--- START ---
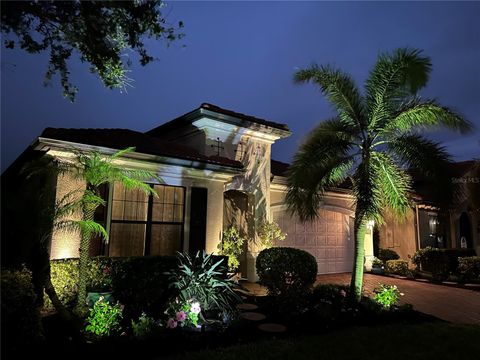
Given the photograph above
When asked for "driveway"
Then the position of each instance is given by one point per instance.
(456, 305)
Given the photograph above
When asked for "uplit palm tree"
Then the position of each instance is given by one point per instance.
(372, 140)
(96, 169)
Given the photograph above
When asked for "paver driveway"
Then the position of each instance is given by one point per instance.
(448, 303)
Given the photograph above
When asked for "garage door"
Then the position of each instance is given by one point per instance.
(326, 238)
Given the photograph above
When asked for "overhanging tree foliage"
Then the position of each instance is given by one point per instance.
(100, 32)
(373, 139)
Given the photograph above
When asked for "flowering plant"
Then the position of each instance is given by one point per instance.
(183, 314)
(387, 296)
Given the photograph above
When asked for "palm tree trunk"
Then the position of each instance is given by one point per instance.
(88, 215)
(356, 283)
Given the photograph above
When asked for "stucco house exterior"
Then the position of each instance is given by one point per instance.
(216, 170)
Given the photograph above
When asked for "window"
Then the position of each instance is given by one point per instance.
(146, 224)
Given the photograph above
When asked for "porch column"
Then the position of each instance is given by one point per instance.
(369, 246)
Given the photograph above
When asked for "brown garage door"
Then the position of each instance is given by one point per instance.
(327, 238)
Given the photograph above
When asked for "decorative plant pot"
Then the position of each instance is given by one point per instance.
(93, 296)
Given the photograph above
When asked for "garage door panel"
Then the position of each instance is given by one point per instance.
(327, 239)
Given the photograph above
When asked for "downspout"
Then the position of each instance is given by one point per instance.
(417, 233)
--- END ---
--- START ---
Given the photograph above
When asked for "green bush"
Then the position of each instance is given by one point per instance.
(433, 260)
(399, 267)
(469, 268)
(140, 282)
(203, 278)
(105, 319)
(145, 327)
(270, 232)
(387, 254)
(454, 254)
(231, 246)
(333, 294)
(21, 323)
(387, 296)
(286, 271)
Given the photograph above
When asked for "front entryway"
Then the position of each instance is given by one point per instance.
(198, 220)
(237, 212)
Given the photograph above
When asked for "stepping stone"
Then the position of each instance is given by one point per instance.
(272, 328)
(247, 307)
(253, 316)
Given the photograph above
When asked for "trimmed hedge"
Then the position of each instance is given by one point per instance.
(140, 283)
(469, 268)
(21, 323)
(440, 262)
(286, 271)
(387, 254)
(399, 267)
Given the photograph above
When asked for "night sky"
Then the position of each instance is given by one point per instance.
--- END ---
Your instructions:
Go through the records above. Copy each line in which the string "door" appears.

Completed task:
When asked for "garage door"
When asked for "brown garage door"
When asked for "garage door panel"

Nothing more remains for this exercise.